◆ SHORT PROBLEM 1
Name each different number written in digits in the passage on Montreal's lead pipes, once each.
◆ SHORT PROBLEM 2
Answer these from the passage on Montreal's lead pipes:
(a) What does Health Canada say happens to two in 1,000 children exposed to lead levels over five parts per billion?
(b) In what year was Montreal advised to start putting orthophosphate in the water?
(c) How does orthophosphate protect the pipes?
◆ SHORT PROBLEM 3
Write out the passage on Montreal's lead pipes from "Montreal has tens" up to and including "quite a bind.".

◆ SOURCE EXCERPT

- - - -

Yes. All water is corrosive. In Montreal, we have so many lead pipes that it’s more of a problem. You know, it’s an old city.
Well, young people are very susceptible to it. Health Canada tells us that two in 1,000 children will be affected by intellectual disabilities if they are exposed to lead levels over five parts per billion. If we think two in 1,000 and there’s 300,000 affected people, that’s an awful lot of kids.
Montreal has tens of thousands of lead pipes and in 2007, the city was advised to start putting orthophosphate in the water. That’s a substance that protects everybody because it coats the inside of the pipes and makes sure that no more rusting or dissolving happens. But that wasn’t done and now the experts told us in our reporting that orthophosphate can no longer be added to the water without causing increased levels of lead. And so Montreal is in quite a bind.

- - - -

◆ SUPPLIED MATERIAL

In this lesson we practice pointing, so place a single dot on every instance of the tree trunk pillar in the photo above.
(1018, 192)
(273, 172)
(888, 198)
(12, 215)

- - - -

◆ FULL OUTPUT 1
1,000; 300,000; 2007

◆ FULL OUTPUT 2
(a) They will be affected by intellectual disabilities.
(b) 2007
(c) It coats the inside of the pipes so no more rusting or dissolving happens.

◆ FULL OUTPUT 3
Montreal has tens of thousands of lead pipes and in 2007, the city was advised to start putting orthophosphate in the water. That’s a substance that protects everybody because it coats the inside of the pipes and makes sure that no more rusting or dissolving happens. But that wasn’t done and now the experts told us in our reporting that orthophosphate can no longer be added to the water without causing increased levels of lead. And so Montreal is in quite a bind.